GIVEN EXERCISE:
Exactly as written, quote every line that follows, skipping the images.

[Pointing dataset records]
::::::::::

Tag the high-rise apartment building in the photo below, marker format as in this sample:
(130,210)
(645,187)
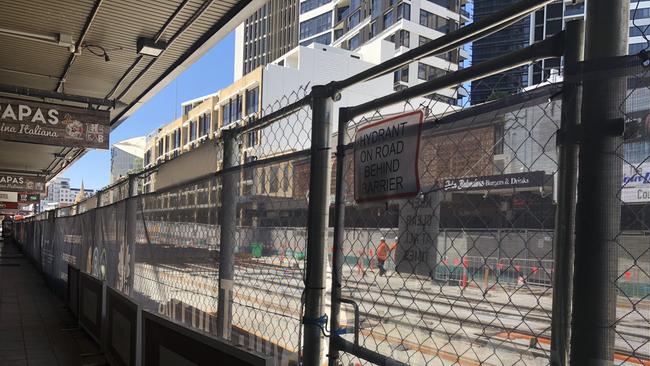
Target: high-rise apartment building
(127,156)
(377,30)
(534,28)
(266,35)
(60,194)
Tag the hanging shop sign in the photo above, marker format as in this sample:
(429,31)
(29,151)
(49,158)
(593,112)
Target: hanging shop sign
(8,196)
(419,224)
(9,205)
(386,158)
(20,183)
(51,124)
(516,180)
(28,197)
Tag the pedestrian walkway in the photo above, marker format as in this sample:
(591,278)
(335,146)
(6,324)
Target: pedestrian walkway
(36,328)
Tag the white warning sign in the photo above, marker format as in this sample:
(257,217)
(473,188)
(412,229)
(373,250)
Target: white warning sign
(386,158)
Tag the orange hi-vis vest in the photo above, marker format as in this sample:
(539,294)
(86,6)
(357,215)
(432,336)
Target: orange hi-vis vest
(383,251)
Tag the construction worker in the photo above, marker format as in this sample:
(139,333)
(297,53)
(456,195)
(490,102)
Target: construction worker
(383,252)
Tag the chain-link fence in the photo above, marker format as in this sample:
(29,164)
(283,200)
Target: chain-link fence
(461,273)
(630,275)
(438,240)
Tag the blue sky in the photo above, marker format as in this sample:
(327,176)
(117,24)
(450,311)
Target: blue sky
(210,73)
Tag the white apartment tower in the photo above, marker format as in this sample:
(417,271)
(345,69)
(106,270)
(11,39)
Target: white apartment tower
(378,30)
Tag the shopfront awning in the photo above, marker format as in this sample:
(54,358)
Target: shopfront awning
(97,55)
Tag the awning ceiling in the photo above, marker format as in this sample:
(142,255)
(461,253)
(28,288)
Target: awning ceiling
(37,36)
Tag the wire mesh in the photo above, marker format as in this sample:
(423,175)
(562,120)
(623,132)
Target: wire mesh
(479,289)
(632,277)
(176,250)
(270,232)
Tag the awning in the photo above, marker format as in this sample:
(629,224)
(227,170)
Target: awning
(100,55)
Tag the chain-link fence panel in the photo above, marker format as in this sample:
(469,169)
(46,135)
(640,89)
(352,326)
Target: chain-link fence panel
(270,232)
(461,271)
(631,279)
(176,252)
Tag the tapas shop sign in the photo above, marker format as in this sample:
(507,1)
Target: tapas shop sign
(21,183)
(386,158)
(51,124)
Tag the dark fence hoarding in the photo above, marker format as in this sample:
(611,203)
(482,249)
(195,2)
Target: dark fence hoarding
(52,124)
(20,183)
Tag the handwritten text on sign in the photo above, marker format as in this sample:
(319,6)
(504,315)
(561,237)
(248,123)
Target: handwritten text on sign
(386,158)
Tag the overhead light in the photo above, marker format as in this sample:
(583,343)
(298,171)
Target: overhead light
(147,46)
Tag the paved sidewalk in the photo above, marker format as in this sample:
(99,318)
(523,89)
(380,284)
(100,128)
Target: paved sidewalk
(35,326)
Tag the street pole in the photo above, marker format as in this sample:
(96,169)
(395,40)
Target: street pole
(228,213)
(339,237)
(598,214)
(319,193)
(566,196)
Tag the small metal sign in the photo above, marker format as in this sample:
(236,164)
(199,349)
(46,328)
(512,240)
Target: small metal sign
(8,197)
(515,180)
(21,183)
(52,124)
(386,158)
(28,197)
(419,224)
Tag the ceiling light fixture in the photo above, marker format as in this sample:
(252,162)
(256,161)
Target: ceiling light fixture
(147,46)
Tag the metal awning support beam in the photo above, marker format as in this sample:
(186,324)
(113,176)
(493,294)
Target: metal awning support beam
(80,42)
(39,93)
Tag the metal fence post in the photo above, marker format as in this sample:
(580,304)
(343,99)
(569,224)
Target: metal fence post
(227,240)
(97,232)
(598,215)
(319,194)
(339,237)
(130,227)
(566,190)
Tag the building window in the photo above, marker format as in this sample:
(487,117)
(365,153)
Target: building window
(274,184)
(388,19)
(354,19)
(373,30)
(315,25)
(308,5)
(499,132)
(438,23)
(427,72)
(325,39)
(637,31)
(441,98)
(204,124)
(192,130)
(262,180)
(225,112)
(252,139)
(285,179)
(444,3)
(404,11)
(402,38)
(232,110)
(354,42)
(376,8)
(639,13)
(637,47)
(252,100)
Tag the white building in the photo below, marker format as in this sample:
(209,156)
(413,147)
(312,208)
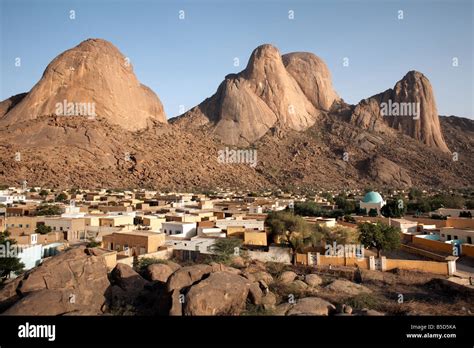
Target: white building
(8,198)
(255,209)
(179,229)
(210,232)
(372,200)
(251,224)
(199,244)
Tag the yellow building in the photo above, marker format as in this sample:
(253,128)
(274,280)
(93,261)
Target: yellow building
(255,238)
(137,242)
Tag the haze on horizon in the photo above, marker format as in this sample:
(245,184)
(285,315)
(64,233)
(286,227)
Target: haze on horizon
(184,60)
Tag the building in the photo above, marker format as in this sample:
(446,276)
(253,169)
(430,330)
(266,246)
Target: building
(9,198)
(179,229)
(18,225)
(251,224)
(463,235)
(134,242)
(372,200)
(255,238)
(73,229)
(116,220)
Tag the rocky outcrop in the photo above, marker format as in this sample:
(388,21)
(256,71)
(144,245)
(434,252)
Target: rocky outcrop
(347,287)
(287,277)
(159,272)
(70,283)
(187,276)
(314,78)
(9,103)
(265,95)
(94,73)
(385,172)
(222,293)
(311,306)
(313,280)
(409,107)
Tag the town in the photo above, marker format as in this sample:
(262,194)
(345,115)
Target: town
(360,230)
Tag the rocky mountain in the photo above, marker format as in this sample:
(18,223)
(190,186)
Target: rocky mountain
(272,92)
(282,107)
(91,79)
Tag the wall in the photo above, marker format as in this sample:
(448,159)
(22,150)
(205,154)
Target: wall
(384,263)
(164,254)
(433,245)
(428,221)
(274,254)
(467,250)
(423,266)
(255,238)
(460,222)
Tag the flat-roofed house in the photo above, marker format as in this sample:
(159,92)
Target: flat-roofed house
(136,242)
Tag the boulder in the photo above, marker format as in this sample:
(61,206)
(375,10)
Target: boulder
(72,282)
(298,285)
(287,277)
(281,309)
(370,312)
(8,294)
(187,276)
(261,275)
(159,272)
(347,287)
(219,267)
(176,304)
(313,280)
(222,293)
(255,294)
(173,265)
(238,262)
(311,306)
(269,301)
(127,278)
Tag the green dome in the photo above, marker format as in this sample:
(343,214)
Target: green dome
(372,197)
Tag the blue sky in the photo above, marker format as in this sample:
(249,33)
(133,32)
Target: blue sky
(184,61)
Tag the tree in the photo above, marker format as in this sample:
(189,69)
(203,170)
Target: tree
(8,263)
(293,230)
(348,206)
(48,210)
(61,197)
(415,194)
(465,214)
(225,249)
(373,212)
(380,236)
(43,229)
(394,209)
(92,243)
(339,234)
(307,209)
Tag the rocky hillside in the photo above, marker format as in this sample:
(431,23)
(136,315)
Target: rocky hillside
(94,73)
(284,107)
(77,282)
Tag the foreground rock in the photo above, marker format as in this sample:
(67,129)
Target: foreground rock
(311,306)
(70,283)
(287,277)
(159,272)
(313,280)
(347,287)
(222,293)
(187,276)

::::::::::

EXERCISE OUTPUT:
Tag the high-rise apartment building in the photo below, marker format as in this sample:
(130,210)
(645,187)
Target: high-rise apartment building
(127,156)
(377,30)
(534,28)
(266,35)
(60,194)
Tag the hanging shop sign in the photo above, marker format as in this sample:
(429,31)
(29,151)
(49,158)
(593,112)
Target: hanging shop sign
(8,196)
(419,224)
(9,205)
(386,158)
(20,183)
(51,124)
(516,180)
(28,197)
Tag the pedestrian walkway in the photo above, marker format as in this sample:
(591,278)
(335,146)
(6,324)
Target: pedestrian walkway
(36,328)
Tag the white warning sign in the photo above, marker format as in this sample:
(257,217)
(473,188)
(412,229)
(373,250)
Target: white warning sign
(386,158)
Tag the orange hi-vis vest in the photo above, marker format as in this sample:
(539,294)
(86,6)
(357,215)
(432,336)
Target: orange hi-vis vest
(383,251)
Tag the construction worker in the photo above, marker format as in this sample:
(139,333)
(297,53)
(456,195)
(490,102)
Target: construction worker
(383,252)
Tag the chain-link fence in the photo above, marker format as in this sample:
(29,164)
(283,200)
Target: chain-link fence
(461,273)
(630,275)
(438,240)
Tag the blue sky in the photo above, marker format as in this sample:
(327,176)
(117,24)
(450,311)
Target: blue sky
(210,73)
Tag the white apartment tower in the photo above, marker format as in this sample:
(417,271)
(345,69)
(106,270)
(11,39)
Target: white apartment tower
(378,30)
Tag the shopfront awning in the photo above, marker format as in this sample:
(54,358)
Target: shopfront awning
(97,55)
Tag the awning ceiling in the photo above, marker format as in this sample:
(142,255)
(461,253)
(28,288)
Target: awning ceiling
(37,36)
Tag the wire mesh in the photo above, marker format as in this sample:
(423,175)
(562,120)
(623,132)
Target: wire mesh
(479,289)
(632,277)
(176,250)
(270,232)
Tag the awning in the photo above, marker format as in this sample:
(629,224)
(227,170)
Target: awning
(100,55)
Tag the chain-link fence panel in the photo above, marker format as in this sample:
(469,169)
(46,135)
(640,89)
(352,326)
Target: chain-link fence panel
(270,232)
(461,271)
(631,279)
(176,252)
Tag the tapas shop sign in the photo above, marker format as in this sample:
(507,1)
Target: tapas shop sign
(21,183)
(386,158)
(51,124)
Tag the dark fence hoarding in the photo above, marker format as in this sample:
(611,203)
(482,249)
(195,2)
Target: dark fence hoarding
(52,124)
(20,183)
Tag the handwritten text on sign in the photo above, marker format as in this sample:
(319,6)
(504,315)
(561,237)
(248,123)
Target: handwritten text on sign
(386,158)
Tag the overhead light in the photo above, marker format as in this sample:
(583,343)
(298,171)
Target: overhead light
(147,46)
Tag the paved sidewalk in the photo above, marker format as in this sample:
(99,318)
(523,89)
(380,284)
(100,128)
Target: paved sidewalk
(35,326)
Tag the street pole in the photo above, marker format as in this sample:
(96,169)
(395,40)
Target: street pole
(228,213)
(339,237)
(598,214)
(319,193)
(566,196)
Tag the small metal sign in the photo above, marker format as in this sample:
(236,164)
(199,349)
(46,328)
(512,240)
Target: small metal sign
(8,197)
(515,180)
(21,183)
(52,124)
(386,158)
(28,197)
(419,224)
Tag the ceiling light fixture in the photo above, marker format as in this sample:
(252,162)
(256,161)
Target: ceiling light fixture
(147,46)
Tag the metal awning support beam in the photo above, marker format as in this sample:
(186,324)
(113,176)
(493,294)
Target: metal awning support beam
(80,42)
(39,93)
Tag the metal fence post in the photo above, marker format as in this sample:
(580,304)
(343,99)
(569,224)
Target: metal fence post
(227,240)
(97,232)
(598,215)
(319,194)
(339,237)
(130,227)
(566,190)
Tag the building window in the photo above, marker format as in this sample:
(487,117)
(365,153)
Target: building window
(274,184)
(388,19)
(354,19)
(373,30)
(315,25)
(308,5)
(499,132)
(438,23)
(427,72)
(325,39)
(637,31)
(441,98)
(204,124)
(192,130)
(262,180)
(225,112)
(252,139)
(285,179)
(444,3)
(404,11)
(402,38)
(232,110)
(354,42)
(376,8)
(639,13)
(637,47)
(252,100)
Tag the white building in the photo below, marker format as in this sample:
(209,156)
(413,147)
(312,208)
Target: white building
(8,198)
(255,209)
(179,229)
(210,232)
(372,200)
(251,224)
(199,244)
Tag the yellow building in the photo above, marker format as in this sample:
(253,128)
(274,280)
(93,261)
Target: yellow building
(255,238)
(137,242)
Tag the haze on horizon in the photo above, marker format as in this sample:
(245,184)
(285,315)
(64,233)
(286,227)
Target: haze on horizon
(184,60)
Tag the building in the photo above, marker format as in this sample:
(446,276)
(253,169)
(430,330)
(266,246)
Target: building
(9,198)
(179,229)
(18,225)
(251,224)
(463,235)
(134,242)
(372,200)
(255,238)
(73,229)
(116,220)
Tag the rocky outcrop in the photo above, marker format as in this sample:
(388,21)
(256,71)
(144,245)
(434,252)
Target: rocky outcrop
(347,287)
(287,277)
(159,272)
(70,283)
(187,276)
(314,78)
(9,103)
(265,95)
(94,73)
(385,172)
(222,293)
(311,306)
(313,280)
(409,107)
Tag the town in the photo above, marker format as in this sample:
(262,194)
(345,115)
Target: town
(360,230)
Tag the rocky mountain in the photo above, marker format as in this sample:
(18,223)
(190,186)
Target: rocky mountain
(272,92)
(282,107)
(91,79)
Tag the wall in the photo above, marker format as in this sample:
(448,159)
(22,150)
(205,154)
Target: wall
(384,263)
(164,254)
(433,245)
(428,221)
(274,254)
(467,250)
(423,266)
(255,238)
(460,222)
Tag the flat-roofed house in the photo above, marker format as in this sample:
(159,92)
Target: flat-roofed house
(136,242)
Tag the boulder in the photo above, marker format as in this sample:
(61,206)
(375,10)
Target: boulder
(72,282)
(298,285)
(287,277)
(281,309)
(370,312)
(8,294)
(187,276)
(261,275)
(159,272)
(347,287)
(219,267)
(176,304)
(313,280)
(222,293)
(255,294)
(173,265)
(238,262)
(311,306)
(269,301)
(127,278)
Tag the green dome in the photo above, marker format as in this sample:
(343,214)
Target: green dome
(372,197)
Tag the blue sky in the photo above, marker format as in this sample:
(249,33)
(133,32)
Target: blue sky
(184,61)
Tag the tree in the photo above, marker format as in this sample:
(189,69)
(203,170)
Target: tree
(8,263)
(293,230)
(348,206)
(48,210)
(61,197)
(415,194)
(465,214)
(225,249)
(373,212)
(380,236)
(43,229)
(394,209)
(92,243)
(339,234)
(307,209)
Tag the rocky hillside in the photo above, marker format as in this sample:
(431,23)
(136,315)
Target: rocky hillside
(94,73)
(284,107)
(77,282)
Tag the foreground rock in the photo above, marker format as in this sample:
(67,129)
Target: foreground rock
(311,306)
(70,283)
(287,277)
(159,272)
(313,280)
(347,287)
(222,293)
(187,276)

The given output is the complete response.